◆ What to do
• A. In the Memorial Day column, what was the holiday originally called?
• B. Please repeat the Memorial Day column word for word, starting with "But Memorial Day" and going on through "on that memorial.".

◆ Passage
Are YOU going to United Kingdom?


Chuck Tabor - Contributing columnist



This week marks one of the most special of the patriotic holidays in our nation. This week we have all celebrated Memorial Day, or Decoration Day as it was originally called.

Depending upon the community, this holiday is just like all the other non-religious days in that there are generally parades and other events which draw the various and diverse members of the community together for a very distinct purpose.

But Memorial Day is also very distinct from all the other holidays in that it is very personal. After all the appropriate regalia at the cemeteries or the war memorials, with the various readings and patriotic songs and inspirational comments, if you are very observant at all, you will notice friends and family members dispersing throughout the cemetery or the memorial to locate a specific tombstone or engraved brick or name etched in the appropriate place on that memorial.

These names are the names of family members and friends who have given their lives in the defense of our freedoms. At those specific locations, often there are various commemorative remembrances left to honor the memory of the one who died. This holiday is more than a patriotic holiday, it is a personal one.

And that very personal nature of this holiday also makes it a very emotional time for all.

◆ Records supplied
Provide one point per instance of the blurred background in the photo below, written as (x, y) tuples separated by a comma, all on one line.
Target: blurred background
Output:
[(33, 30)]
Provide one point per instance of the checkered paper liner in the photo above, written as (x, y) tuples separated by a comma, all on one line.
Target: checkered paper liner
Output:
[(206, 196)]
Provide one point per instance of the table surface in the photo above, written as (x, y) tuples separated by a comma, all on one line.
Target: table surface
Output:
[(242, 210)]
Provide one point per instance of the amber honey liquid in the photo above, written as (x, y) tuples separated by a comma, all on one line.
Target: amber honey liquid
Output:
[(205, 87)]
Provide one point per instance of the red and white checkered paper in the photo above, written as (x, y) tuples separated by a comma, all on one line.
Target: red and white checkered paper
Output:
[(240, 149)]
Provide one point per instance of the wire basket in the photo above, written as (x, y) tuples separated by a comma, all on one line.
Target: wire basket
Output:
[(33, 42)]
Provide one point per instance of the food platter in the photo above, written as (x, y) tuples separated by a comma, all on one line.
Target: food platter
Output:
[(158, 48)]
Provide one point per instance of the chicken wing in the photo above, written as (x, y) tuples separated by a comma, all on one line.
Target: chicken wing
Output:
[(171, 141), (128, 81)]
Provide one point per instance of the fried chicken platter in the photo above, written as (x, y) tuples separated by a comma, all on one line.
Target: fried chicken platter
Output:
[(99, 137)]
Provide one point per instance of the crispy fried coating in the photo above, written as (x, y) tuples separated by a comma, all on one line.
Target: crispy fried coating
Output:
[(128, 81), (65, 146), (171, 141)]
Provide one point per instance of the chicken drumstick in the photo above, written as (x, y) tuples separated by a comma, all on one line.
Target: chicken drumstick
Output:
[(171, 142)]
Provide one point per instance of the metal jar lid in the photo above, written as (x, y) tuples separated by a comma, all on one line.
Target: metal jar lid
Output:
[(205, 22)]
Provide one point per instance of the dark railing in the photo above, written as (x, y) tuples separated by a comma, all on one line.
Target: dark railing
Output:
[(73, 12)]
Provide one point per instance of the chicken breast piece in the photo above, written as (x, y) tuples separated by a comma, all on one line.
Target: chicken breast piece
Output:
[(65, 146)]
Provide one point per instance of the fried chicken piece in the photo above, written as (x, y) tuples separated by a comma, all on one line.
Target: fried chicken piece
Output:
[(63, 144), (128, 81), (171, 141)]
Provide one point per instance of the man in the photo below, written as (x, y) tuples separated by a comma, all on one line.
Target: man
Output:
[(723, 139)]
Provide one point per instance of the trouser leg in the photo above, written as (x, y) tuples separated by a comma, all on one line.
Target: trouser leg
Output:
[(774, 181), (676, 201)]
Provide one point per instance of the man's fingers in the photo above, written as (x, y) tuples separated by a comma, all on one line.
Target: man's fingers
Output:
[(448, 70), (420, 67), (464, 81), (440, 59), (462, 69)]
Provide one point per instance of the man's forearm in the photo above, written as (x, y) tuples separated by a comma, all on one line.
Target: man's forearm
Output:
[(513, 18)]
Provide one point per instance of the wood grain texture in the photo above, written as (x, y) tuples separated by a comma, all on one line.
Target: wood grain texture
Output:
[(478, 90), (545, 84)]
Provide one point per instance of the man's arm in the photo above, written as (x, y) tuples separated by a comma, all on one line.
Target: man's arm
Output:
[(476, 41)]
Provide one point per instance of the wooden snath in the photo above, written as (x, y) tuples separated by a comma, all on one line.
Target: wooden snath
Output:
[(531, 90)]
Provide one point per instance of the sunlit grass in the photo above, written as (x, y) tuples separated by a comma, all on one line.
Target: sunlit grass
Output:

◆ Responses to the tasks
• A. Decoration Day

• B.
But Memorial Day is also very distinct from all the other holidays in that it is very personal. After all the appropriate regalia at the cemeteries or the war memorials, with the various readings and patriotic songs and inspirational comments, if you are very observant at all, you will notice friends and family members dispersing throughout the cemetery or the memorial to locate a specific tombstone or engraved brick or name etched in the appropriate place on that memorial.